## WORK REQUEST 1
In the text on HIV and sexual health, what share of healthcare workers who were not HIV specialists said they would still be nervous about drawing blood from a person living with HIV?
## WORK REQUEST 2
Extend the text on HIV and sexual health policy, picking up after its final sentence.

## TEXT SECTION

Mr O’Hare also believed “we need to redouble our efforts on the national condom distribution service” in terms of improving accessibility for service users.
He added that more work was required to ensure public health messages on STI risks and the benefits of testing were communicated to young people, including those in second- and third-level education.
HIV Ireland contributed to the review of the sexual health strategy and many of its points were reflected in the document, acknowledged Mr O’Hare.
“The review, of course, is not the actual strategy,” he added. “So we look forward and we anticipate the publication of the strategy and we hope it is a strategy that is aiming to meet the commitments the Government has already made around STIs and particularly around HIV – around ending new HIV transmissions by 2030, around increasing the number of people with HIV who know their status, who are on effective treatment and reach an undetectable viral load. They are very, very important policy commitments and in fact the [new] strategy should probably have a dedicated section or chapter devoted to HIV and HIV prevention.”
Mr O’Hare also commented on the need to reduce HIV stigma in healthcare. Research conducted by Dr Elena Vaughan of University of Galway, and supported by HIV Ireland, found that among healthcare workers (who were not HIV specialists) 83 per cent claimed knowledge of ‘undetectable = untransmittable’ (U=U) and ‘treatment as prevention’. However, 40 per cent said they would still be nervous about drawing blood from a person living with HIV leading to unnecessary ‘extra’ precautions, eg, excessive use of personal protective equipment.
Mr O’Hare said: “People should not be experiencing discrimination and we do need to see much greater awareness and training around that.”
Meanwhile, Mr David Field, a Clinical Nurse Specialist and PhD candidate in Sexual Health, noted the lack of specialised third-level courses in sexual health for healthcare staff.

[Natural-language descriptions of regions]
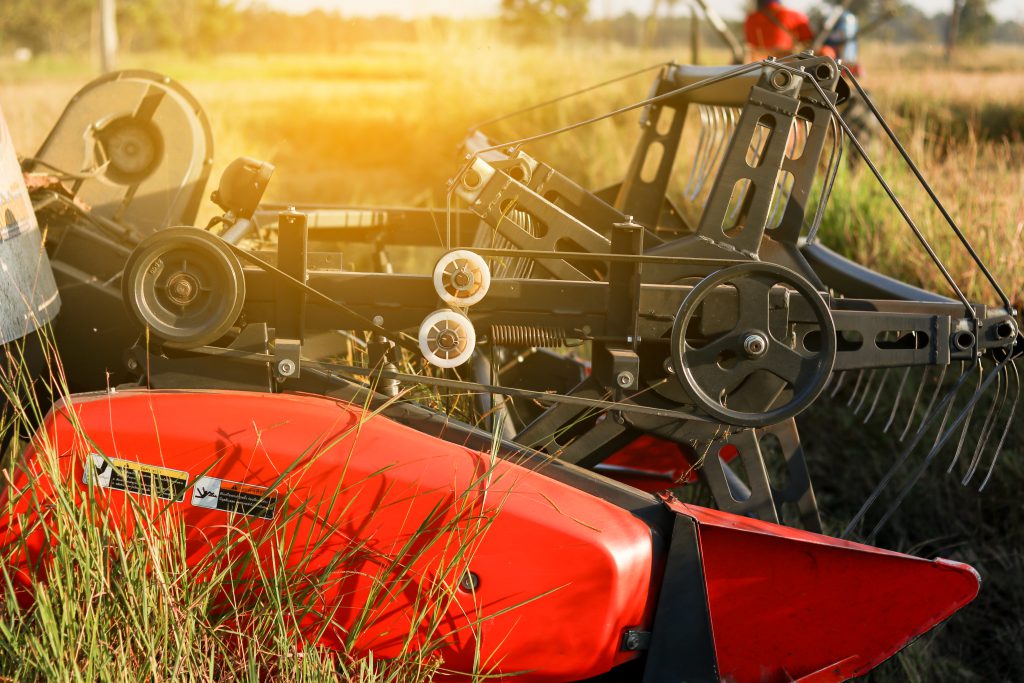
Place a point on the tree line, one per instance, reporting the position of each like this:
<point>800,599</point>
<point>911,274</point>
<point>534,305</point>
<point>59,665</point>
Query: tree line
<point>223,26</point>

## RESPONSE 1
40 per cent.

## RESPONSE 2
“In Ireland there isn’t any specialised third-level course in the area of sexual health,” he told MI.
The lack of specialist training in Ireland has led to difficulties in filling specialised nursing posts in sexual health, according to Mr Field.
As part of a new sexual health strategy, Mr Field would like to see investment in specialist training for healthcare staff and expansion of sexual health services.
He said there was a need for more capacity in sexual health clinics and enhanced geographical coverage.
The SH:24 STI home testing service has been a “game-changer” in widening access to testing, according to Mr Field. He noted that the pilot for the initiative had found over half of service users had never accessed a sexual health service before.
However, this initiative needed to be supported by “increased access to specialised services to treat those infections”.
Mr Field said it was important to ensure there was a sexual health service available to people in every county in Ireland and that services were resourced to see the numbers seeking access. He noted that many public sexual health clinics were at capacity.
The SH:24 service has contributed to the increasing notifications of STIs, but these figures had also been increasing pre-Covid-19, noted Mr Field.
“The Covid years were an opportunity for pools of infection to increase in the community because there was such limited testing and treatment options for really long periods of time…. There are definitely a multitude of factors contributing to that increase, but I would say it is not just down to extra testing, there does appear to be more infection as well.”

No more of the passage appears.